Convert the lines below, from the one containing "Point out the person" through the final line of the rows (both ends inclusive), into a numbered list, omitting blank lines.

____

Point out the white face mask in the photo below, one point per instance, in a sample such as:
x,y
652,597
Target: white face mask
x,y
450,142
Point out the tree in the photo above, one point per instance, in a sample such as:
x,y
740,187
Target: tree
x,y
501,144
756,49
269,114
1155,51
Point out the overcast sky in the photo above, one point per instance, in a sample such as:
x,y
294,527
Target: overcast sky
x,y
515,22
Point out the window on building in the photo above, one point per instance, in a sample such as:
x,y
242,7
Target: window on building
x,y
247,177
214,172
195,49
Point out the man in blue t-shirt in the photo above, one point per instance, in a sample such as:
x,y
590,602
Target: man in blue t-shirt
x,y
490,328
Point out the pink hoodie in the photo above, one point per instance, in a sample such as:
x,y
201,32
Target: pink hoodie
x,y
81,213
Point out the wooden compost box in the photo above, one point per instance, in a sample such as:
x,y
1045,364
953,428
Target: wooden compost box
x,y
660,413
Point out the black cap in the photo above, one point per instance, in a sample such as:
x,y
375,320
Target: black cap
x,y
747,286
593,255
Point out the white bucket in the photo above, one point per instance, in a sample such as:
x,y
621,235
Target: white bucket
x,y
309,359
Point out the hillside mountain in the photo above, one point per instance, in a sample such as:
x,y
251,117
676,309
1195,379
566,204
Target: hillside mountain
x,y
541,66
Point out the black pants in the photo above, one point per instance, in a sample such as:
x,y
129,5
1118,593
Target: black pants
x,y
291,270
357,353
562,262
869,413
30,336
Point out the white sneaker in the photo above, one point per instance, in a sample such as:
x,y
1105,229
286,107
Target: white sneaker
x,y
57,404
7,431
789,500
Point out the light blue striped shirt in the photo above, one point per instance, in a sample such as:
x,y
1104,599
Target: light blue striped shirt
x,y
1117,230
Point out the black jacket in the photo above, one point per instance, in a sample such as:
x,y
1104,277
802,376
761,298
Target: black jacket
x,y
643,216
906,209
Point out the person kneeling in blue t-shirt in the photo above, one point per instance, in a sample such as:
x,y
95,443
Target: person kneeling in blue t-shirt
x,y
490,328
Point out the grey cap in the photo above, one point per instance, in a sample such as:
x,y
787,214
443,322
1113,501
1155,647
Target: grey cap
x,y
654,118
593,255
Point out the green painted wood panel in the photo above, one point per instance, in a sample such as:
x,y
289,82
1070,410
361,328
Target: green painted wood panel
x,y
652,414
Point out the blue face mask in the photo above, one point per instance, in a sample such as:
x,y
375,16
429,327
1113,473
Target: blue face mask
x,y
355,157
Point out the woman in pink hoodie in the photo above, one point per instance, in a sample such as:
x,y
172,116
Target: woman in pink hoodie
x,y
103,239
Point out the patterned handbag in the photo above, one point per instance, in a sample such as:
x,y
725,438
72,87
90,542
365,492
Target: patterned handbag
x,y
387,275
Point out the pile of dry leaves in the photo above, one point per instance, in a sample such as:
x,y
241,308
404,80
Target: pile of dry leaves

____

#### [Expected answer]
1. Point out the person kneeling in blue t-shirt in the photo above, one point per instance, in a sample such as:
2. x,y
3. 95,443
4. Target: person kneeling in blue t-shirt
5. x,y
6. 490,328
7. Point out the grey cap in the photo above, one point per instance, in a sample such as:
8. x,y
9. 787,214
10. 443,322
11. 1113,501
12. 1155,647
13. Target: grey cap
14. x,y
15. 654,118
16. 593,255
17. Point out the green painted wood panel in the photo above, one point per instance, in a sample such as:
18. x,y
19. 289,82
20. 1070,410
21. 361,328
22. Target: green painted wood panel
23. x,y
24. 652,414
25. Point out the blue face mask in the photo above, one point per instance, in a sample such as:
26. x,y
27. 375,16
28. 429,327
29. 1113,473
30. Target: blue face mask
31. x,y
32. 355,157
33. Point out the woman in pink hoodie in the photo above, one point per instance, in a sample such as:
34. x,y
35. 172,116
36. Target: woman in pink hoodie
37. x,y
38. 103,239
39. Point out the patterned handbag in the photo above, one point per instance, in a sample such as:
40. x,y
41. 725,438
42. 72,87
43. 90,542
44. 365,492
45. Target: patterned handbag
46. x,y
47. 387,275
48. Point out the pile of dry leaves in the photo above, one point per instance, in a sample such as:
49. x,y
50. 241,308
51. 404,80
52. Target: pile of dry leaves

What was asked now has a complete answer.